* START INFORMATION GIVEN *
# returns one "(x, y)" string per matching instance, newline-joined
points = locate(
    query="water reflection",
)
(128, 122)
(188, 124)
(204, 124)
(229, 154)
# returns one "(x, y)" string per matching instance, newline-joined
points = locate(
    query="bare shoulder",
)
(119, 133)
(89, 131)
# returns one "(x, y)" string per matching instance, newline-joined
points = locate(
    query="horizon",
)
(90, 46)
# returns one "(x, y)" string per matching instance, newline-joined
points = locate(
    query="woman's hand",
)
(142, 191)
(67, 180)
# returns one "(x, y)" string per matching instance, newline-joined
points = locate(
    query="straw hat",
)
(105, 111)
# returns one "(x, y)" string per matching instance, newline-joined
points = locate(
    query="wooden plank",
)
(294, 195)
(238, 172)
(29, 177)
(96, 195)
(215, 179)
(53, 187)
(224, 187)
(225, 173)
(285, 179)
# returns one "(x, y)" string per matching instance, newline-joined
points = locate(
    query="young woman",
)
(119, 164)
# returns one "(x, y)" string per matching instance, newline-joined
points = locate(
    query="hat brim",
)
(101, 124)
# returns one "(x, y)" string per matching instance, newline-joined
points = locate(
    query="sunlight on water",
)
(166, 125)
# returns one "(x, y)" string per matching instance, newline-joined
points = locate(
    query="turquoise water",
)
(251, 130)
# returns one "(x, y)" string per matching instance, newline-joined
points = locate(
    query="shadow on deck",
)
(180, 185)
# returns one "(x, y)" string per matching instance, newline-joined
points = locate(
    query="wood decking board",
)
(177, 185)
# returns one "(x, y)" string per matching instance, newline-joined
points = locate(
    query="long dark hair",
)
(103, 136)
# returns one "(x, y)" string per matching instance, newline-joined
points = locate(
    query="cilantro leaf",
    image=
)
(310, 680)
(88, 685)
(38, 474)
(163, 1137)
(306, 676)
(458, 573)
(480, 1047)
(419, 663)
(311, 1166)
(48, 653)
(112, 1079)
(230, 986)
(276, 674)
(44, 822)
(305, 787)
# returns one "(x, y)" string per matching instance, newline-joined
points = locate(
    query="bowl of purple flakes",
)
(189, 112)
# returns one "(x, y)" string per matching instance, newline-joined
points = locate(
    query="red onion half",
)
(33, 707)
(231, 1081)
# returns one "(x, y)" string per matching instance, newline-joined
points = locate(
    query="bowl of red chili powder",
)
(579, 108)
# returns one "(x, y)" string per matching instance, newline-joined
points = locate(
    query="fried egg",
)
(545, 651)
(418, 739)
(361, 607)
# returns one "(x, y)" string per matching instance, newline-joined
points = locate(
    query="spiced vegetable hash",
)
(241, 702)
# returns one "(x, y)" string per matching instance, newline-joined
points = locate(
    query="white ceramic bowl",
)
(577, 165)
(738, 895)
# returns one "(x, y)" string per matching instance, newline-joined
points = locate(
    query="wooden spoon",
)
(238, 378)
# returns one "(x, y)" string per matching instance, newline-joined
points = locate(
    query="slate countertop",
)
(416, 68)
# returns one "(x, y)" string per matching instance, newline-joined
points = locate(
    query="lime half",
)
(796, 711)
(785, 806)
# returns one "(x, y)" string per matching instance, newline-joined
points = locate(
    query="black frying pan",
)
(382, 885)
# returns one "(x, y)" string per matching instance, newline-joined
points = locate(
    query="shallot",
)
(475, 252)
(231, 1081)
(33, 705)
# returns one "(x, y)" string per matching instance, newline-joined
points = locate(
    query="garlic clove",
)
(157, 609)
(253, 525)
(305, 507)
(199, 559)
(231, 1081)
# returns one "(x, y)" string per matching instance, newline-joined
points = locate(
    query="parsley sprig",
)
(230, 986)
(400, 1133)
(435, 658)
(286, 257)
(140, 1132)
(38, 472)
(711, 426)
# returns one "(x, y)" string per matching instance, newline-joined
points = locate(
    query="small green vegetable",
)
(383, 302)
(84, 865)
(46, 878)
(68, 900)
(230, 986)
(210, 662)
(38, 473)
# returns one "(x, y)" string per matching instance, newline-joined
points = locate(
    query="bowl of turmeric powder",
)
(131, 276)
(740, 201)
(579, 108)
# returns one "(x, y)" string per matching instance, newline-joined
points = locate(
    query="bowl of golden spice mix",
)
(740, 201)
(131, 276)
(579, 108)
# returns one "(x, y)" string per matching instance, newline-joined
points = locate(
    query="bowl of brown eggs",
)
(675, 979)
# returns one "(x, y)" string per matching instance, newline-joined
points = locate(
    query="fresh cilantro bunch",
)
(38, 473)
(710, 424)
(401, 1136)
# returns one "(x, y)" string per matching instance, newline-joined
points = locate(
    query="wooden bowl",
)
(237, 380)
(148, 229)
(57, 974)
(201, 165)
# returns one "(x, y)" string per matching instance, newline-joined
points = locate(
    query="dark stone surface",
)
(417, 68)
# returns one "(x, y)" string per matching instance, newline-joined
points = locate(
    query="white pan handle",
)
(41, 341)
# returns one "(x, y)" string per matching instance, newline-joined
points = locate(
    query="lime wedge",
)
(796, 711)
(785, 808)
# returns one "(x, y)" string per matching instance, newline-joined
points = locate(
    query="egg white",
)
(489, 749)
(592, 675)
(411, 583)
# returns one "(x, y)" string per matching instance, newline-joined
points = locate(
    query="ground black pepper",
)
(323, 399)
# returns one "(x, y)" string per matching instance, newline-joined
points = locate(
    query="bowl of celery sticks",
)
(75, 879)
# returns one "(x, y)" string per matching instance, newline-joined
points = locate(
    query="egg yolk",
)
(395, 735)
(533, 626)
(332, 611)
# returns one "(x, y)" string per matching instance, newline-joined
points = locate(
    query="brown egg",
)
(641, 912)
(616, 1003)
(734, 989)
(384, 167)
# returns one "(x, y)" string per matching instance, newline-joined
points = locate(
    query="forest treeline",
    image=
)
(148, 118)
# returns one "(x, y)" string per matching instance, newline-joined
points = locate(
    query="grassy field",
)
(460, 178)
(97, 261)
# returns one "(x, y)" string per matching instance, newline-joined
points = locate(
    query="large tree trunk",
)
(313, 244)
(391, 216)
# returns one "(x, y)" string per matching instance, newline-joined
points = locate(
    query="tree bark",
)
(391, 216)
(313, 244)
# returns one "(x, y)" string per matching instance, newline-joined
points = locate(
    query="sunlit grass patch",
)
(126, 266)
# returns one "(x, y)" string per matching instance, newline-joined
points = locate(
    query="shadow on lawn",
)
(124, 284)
* END INFORMATION GIVEN *
- YOUR TASK
Find and copy every line in the items that contains the word "cilantro". Case counts.

- EXERCISE SOLUTION
    query="cilantro leaf",
    query="fresh cilantro bunch",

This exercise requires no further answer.